**SET EXERCISE**
Reproduce all of the material below word for word, keeping every line and character unchanged.

**STORED RECORDS**
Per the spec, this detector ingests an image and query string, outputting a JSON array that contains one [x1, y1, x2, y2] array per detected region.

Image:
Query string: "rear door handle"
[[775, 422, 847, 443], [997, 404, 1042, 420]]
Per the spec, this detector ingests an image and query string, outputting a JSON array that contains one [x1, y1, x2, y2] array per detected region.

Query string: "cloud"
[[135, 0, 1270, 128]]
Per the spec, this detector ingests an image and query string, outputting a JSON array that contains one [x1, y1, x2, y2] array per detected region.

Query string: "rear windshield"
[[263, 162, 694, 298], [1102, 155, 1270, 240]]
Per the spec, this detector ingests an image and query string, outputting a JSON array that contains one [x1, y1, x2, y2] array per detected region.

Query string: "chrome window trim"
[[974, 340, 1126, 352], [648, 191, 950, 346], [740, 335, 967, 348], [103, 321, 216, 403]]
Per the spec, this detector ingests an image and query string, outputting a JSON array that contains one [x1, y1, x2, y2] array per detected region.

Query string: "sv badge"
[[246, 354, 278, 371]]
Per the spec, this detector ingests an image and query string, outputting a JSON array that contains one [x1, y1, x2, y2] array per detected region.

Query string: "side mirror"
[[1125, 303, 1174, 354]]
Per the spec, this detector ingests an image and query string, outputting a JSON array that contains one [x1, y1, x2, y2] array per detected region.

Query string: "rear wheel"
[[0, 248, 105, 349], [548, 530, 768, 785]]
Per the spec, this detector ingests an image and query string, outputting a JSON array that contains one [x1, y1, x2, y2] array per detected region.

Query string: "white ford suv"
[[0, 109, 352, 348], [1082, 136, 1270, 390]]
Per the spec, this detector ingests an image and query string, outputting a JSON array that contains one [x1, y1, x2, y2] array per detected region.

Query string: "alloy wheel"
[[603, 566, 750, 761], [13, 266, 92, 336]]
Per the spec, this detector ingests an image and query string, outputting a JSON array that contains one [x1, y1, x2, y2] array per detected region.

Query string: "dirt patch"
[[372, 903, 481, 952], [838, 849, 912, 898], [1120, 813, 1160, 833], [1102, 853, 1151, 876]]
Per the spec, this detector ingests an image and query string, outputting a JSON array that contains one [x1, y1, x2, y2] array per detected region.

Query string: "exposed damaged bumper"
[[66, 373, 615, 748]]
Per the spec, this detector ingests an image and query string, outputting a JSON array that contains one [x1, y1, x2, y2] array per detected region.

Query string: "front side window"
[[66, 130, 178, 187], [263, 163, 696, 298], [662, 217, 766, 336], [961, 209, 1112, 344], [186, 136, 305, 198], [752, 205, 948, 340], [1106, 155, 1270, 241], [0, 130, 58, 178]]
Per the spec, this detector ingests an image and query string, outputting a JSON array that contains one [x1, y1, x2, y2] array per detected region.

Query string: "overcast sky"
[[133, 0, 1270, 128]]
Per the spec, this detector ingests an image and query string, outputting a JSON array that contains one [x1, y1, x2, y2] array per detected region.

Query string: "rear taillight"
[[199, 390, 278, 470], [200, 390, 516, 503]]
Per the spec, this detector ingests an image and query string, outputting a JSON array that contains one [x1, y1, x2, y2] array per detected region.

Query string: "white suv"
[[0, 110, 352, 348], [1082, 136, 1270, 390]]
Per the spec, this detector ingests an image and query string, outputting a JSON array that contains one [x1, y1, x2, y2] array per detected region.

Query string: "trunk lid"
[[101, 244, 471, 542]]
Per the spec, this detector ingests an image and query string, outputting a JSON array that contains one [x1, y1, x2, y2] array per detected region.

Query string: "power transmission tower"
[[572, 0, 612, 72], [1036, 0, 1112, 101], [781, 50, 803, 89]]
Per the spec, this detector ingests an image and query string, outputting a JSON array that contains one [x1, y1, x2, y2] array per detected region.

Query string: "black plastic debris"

**RESULT FOR THIS EXERCISE**
Per the spec, this detector ingests an image and query string, outputting a JSON array that contains one [x1, y1, x2, y2] array per detected region.

Image:
Query string: "rear door handle"
[[775, 422, 847, 443], [997, 404, 1042, 420]]
Per the spec, this detector ingests an image and query string, outputting a JSON array that contains one [x1, y1, x2, y2] array per detected region.

Query string: "cloud"
[[135, 0, 1270, 128]]
Per the spec, this detector ingests an image and query string, outputting a JSON array that contains one [x1, y1, x2, y2] array per detected region.

Query string: "rear windshield"
[[263, 162, 694, 298], [1102, 155, 1270, 240]]
Per the spec, this detector ingests an image and query string, outputting a JSON array that contains one [x1, y1, x2, y2] array per detected region.

Query string: "chrome window trim"
[[974, 340, 1126, 352], [648, 191, 950, 346], [740, 335, 967, 348], [103, 321, 216, 403]]
Per the spec, this detector ingests an image and query string, outputting a JSON array that contains one [x1, y1, x2, y2] array per detected region.

Query string: "sv badge"
[[246, 354, 278, 371]]
Per the spec, this detector ingests an image and query string, outputting a JSON array that contains one [x1, y1, x2, y2] array per detected region.

Query string: "side mirror"
[[1125, 303, 1174, 354]]
Per the spec, this detector ingests an image and query string, outputting a JSON array that contains one [x1, y1, x2, y2] array per detected region.

Query string: "rear wheel"
[[0, 248, 105, 349], [548, 530, 768, 785]]
Per the spec, this detector ingests an image and query string, outputting a JSON array that contains one [x1, y1, x2, y2] array per detected region.

Query string: "white ford suv"
[[0, 109, 352, 348], [1082, 136, 1270, 390]]
Per the spec, this detector ingests an image and query string, outputting a JSON array that contains one [x1, y1, x2, y2] array per detected region.

Query string: "alloy wheel"
[[603, 566, 750, 761], [13, 266, 92, 336]]
Per the spec, this detector ingests an image and query string, outputting a JSON array that contains one [x1, y1, x2, y2] array per detected region.

Query string: "dirt patch"
[[372, 903, 481, 952], [838, 849, 912, 898], [1120, 813, 1160, 833], [1102, 853, 1151, 876]]
Per the spec, this detector ingests an image and query string, outputting a JSON array that contains one [x1, y1, x2, y2] array per detected region.

Query string: "exposed damaged bumper"
[[66, 373, 615, 748]]
Per the spec, this detector ingests an image and query string, outputting a JSON array that contains one [x1, y1, x2, y2] array per detected region.

Query string: "front side window"
[[66, 130, 178, 187], [263, 163, 696, 298], [662, 217, 766, 336], [961, 209, 1112, 344], [186, 136, 305, 198], [752, 205, 948, 340], [1106, 155, 1270, 241], [0, 130, 58, 178]]
Per the spec, this detector ingests an image and query string, outputting a JSON array that contains one [x1, y1, x2, y2] array per detected region.

Query string: "overcast sky"
[[133, 0, 1270, 128]]
Per the spec, this detector ingests an image and query string, outputting a JSON array that contains one [x1, y1, x2, y2] array per detected region.

Query string: "rear taillight"
[[199, 390, 278, 470], [200, 390, 516, 503]]
Per the spec, this detector ingests an image and query string, outputting a JSON array that contains one [x1, y1, x2, y2] array per detected region.

Query string: "white suv"
[[0, 110, 352, 348], [1082, 136, 1270, 390]]
Per the spec, this detector ingests an image and query string, outputting a JSON array that contains one [x1, y1, x2, y2] array per detected region.

Query string: "trunk lid"
[[101, 244, 471, 542]]
Per the spec, this detector ingests an image and query string, outputting a JSON array that contains one [x1, y1, x2, y2] array per detected region.

Query string: "power transmission tower"
[[572, 0, 612, 72], [1036, 0, 1112, 101], [781, 50, 803, 89]]
Per the spec, this detector ingests an image and query string, outputting a JSON array that contains one [x1, y1, x2, y2] array per detected region.

Query string: "black plastic debris"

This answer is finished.